> _Required task_
Every record should be repeated exactly, except that pictures are left out.

> _Data section_
********
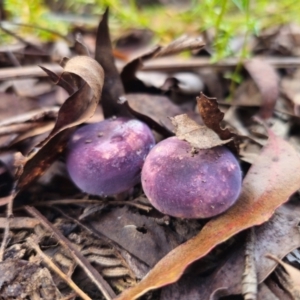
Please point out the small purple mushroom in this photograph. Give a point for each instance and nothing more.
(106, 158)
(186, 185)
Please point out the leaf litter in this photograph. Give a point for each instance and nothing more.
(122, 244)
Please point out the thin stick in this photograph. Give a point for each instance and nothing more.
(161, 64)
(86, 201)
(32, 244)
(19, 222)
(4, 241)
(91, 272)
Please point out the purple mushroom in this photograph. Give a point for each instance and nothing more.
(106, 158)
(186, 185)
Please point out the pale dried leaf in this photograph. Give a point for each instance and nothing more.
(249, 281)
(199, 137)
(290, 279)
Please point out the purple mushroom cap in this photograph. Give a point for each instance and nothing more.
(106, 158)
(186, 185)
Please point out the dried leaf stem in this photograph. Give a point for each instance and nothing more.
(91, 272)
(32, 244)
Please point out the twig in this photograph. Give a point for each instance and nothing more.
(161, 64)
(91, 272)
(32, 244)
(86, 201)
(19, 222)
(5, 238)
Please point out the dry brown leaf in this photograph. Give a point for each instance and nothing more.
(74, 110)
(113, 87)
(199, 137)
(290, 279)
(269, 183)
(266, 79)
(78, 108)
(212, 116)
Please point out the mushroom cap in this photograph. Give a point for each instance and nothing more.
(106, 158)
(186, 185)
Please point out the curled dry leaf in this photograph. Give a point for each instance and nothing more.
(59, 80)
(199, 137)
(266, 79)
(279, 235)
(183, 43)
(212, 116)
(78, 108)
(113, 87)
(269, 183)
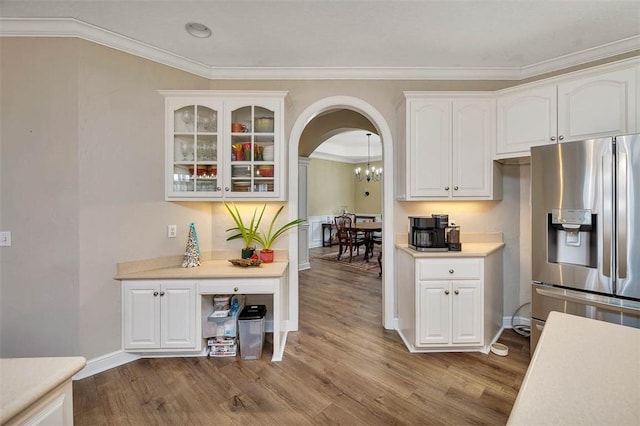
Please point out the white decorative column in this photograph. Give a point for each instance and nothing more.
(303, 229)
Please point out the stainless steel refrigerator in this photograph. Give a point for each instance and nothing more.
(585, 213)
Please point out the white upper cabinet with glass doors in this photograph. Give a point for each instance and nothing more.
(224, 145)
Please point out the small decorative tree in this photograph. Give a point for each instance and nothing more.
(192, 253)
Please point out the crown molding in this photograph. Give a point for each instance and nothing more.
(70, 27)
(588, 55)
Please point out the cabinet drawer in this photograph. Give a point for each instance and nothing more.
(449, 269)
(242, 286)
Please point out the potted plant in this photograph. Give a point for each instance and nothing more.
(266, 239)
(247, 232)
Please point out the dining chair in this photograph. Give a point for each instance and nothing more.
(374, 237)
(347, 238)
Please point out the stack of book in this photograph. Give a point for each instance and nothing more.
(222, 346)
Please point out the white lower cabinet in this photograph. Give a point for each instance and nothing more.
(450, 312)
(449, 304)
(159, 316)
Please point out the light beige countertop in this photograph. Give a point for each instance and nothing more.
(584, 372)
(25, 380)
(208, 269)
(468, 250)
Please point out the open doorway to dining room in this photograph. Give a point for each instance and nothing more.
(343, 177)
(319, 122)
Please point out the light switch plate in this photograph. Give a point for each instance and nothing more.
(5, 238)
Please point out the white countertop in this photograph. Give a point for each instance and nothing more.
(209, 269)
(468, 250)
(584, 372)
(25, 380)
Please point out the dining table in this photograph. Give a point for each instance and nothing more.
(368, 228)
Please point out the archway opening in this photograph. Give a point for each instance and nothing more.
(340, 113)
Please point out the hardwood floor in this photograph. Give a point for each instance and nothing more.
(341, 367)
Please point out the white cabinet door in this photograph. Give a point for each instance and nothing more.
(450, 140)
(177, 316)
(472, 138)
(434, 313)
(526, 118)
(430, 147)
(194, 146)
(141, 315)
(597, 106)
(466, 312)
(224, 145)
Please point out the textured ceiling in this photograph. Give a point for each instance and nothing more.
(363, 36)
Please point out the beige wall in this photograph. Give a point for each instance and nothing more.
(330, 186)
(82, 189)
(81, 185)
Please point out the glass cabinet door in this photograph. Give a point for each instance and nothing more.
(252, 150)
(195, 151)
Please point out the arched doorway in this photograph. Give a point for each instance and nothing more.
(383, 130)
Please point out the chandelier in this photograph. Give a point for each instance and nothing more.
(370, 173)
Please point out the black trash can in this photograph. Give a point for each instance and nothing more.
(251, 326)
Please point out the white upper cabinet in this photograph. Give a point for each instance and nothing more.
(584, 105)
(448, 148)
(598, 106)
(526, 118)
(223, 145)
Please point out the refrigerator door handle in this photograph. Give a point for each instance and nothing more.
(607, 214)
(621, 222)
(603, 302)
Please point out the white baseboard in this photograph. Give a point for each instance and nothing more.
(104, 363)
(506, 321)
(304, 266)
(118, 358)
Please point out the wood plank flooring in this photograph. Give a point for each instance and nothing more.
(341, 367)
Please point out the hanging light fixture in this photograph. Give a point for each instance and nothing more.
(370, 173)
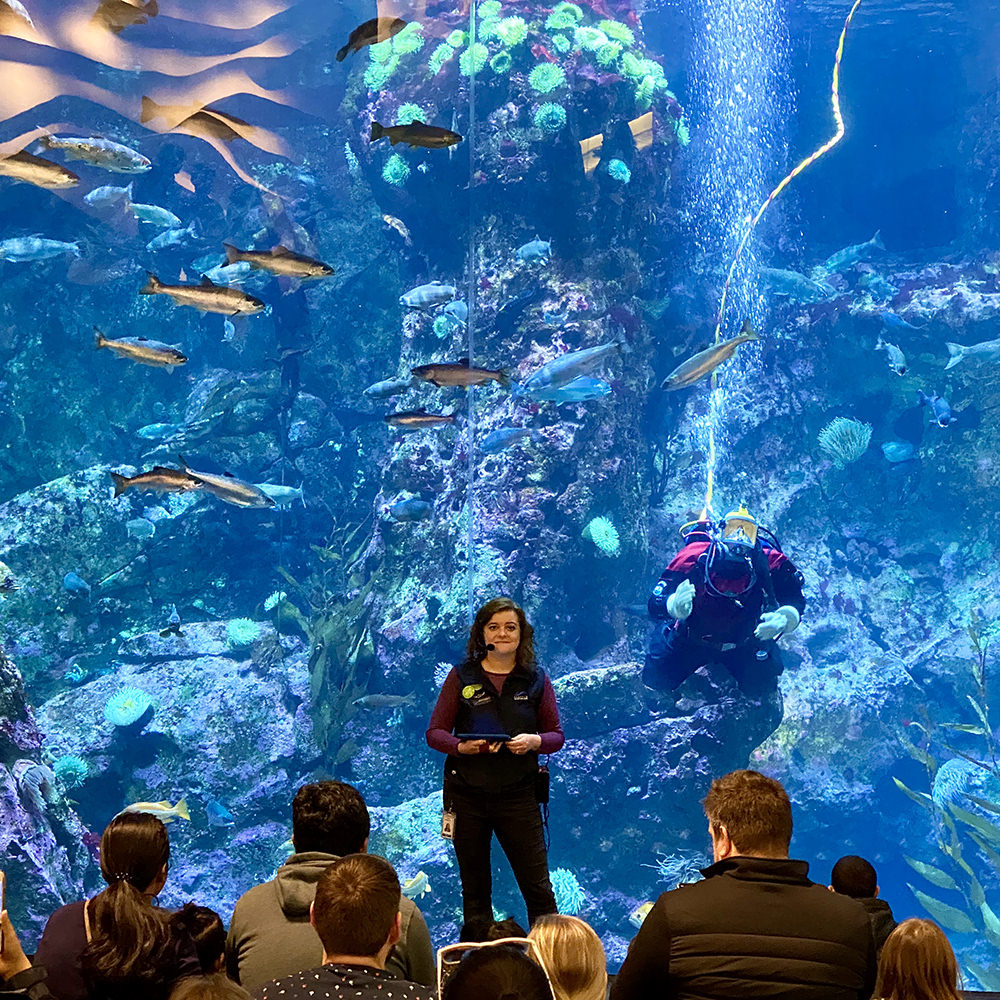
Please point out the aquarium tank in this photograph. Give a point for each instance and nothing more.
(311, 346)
********
> _Exercise solution_
Please point out the small purple mushroom in this photograph. Give a point for each instance and nothing more.
(106, 158)
(186, 185)
Please point out the leaf litter in this photograph. Give a point for each instance and nothing more.
(122, 244)
Please point out the thin stick in this photograph. Give a point for each instance and nothing more.
(161, 64)
(86, 201)
(32, 244)
(19, 222)
(4, 241)
(91, 272)
Please point out the purple mushroom in this photograph. Give a point for each instance and nothing more.
(106, 158)
(186, 185)
Please point out the pale dried leaf in this photograph. Give a point for each instance and nothing more.
(249, 281)
(199, 137)
(290, 279)
Please point out the purple mushroom cap in this photograph. Give a point for each instance and nothing more.
(106, 158)
(186, 185)
Please point out the dried leaf stem in this photograph. Give a point for each instance and nothing more.
(91, 272)
(32, 244)
Please point out the twig in this photograph. Give a point for each instance and nothing more.
(161, 64)
(91, 272)
(32, 244)
(86, 201)
(19, 222)
(5, 238)
Please point out the dry brown leaf in this photograph. Give a point for each instance and nothing more.
(74, 110)
(113, 87)
(199, 137)
(290, 279)
(269, 183)
(266, 79)
(78, 108)
(212, 116)
Please point out the mushroom cap in this photograph. Give a point for each instance and nothing more.
(106, 158)
(186, 185)
Please point out the curled dry leaf in this photograph. Give a point for each instance and nothing more.
(59, 80)
(199, 137)
(266, 79)
(279, 235)
(183, 43)
(212, 116)
(78, 108)
(113, 87)
(269, 183)
Please point out the white decorative column in this photograph. Give a point for each instance and nothing more.
(303, 229)
Please point out the stainless steel refrigerator in this photograph. Give a point for each instance and nothing more.
(585, 213)
Please point out the white upper cabinet with glass doors in this photograph. Give a point for each instance and nothing more.
(224, 145)
Please point out the small decorative tree in this photograph. Give a point for each instance and nothing more.
(192, 253)
Please point out the crown molding in this photograph. Give a point for each instance and nothing more.
(70, 27)
(588, 55)
Please point out the cabinet drawer in this photograph. Give a point for each instance and nothing more.
(449, 269)
(242, 286)
Please point out the potted plant in this photograph. Give a point for each instance and nothing more.
(266, 239)
(247, 232)
Please point out the dining chair in this photograph. Give a point for each instance and nothing more.
(374, 237)
(347, 238)
Please point out the stack of book in this photograph. Give a point for each instance and nothing more.
(222, 346)
Please point out the white lower cabinet in this photograph. Give a point for each instance and nothing more.
(450, 312)
(449, 304)
(159, 316)
Please point out the light beige countertop in this photograph. Give a point for each instance and nothing more.
(584, 372)
(25, 380)
(208, 269)
(468, 250)
Please point out the open doorway to dining room in this photograph. Give a point for each instance and nothing more.
(343, 177)
(319, 122)
Please point out the light switch plate in this photograph. Give a point for each instance and nothing more.
(5, 238)
Please point out the white countertop in this photograph. Give a point for each instance and nothing more.
(209, 269)
(468, 250)
(584, 372)
(25, 380)
Please point out the dining table in this photograph. Give a point for each instance and nothing more.
(368, 228)
Please point out the archway opening in this photograph. Give a point for each instance and nothing more.
(340, 113)
Please point out the hardwood floor in this photograph. Give a point for each instance and nothing more.
(341, 367)
Please point out the white cabinet door in this photograph. Give a point for each instance and nothing more.
(450, 140)
(177, 316)
(472, 138)
(434, 313)
(526, 118)
(430, 147)
(194, 146)
(141, 315)
(597, 106)
(466, 312)
(224, 145)
Please point out the textured ceiling in this photograph. Give a point for each instance and nothing more.
(363, 36)
Please point out the beige wall in this photograph. Give a point for each instance and nothing more.
(330, 186)
(82, 189)
(81, 185)
Please point out the glass cabinet door in this photograph. Give a point for each instance and nothing more.
(252, 150)
(195, 151)
Please point out the arched doorway in this photograph. Give a point for each instance and nothing more.
(383, 130)
Please point out the chandelier in this photograph. Give a point for each instance and nothing more.
(370, 173)
Please point out the black trash can in this photograph. Give a point for each instance and nothing more.
(251, 326)
Please point out the white upper cabinet in this photograph. Give a point for each instance and nothing more.
(584, 105)
(448, 148)
(598, 106)
(526, 118)
(223, 145)
Please point out the refrigerator door handle in this photograph. Give a point for each instance and nothing more.
(607, 214)
(621, 222)
(603, 302)
Please point out the white baseboard in this photograph. Give a point for each instance and nothing more.
(104, 363)
(506, 321)
(304, 266)
(118, 358)
Please point out the wood plank flooring in this photograph. Give a point for each instance and nothing more.
(341, 367)
Please point out the hanging light fixture in this photograph. Give a point for each instance and nothing more.
(370, 173)
Please point out the aquarium tank in this photograph. Give a point for each instance and nothing more.
(311, 346)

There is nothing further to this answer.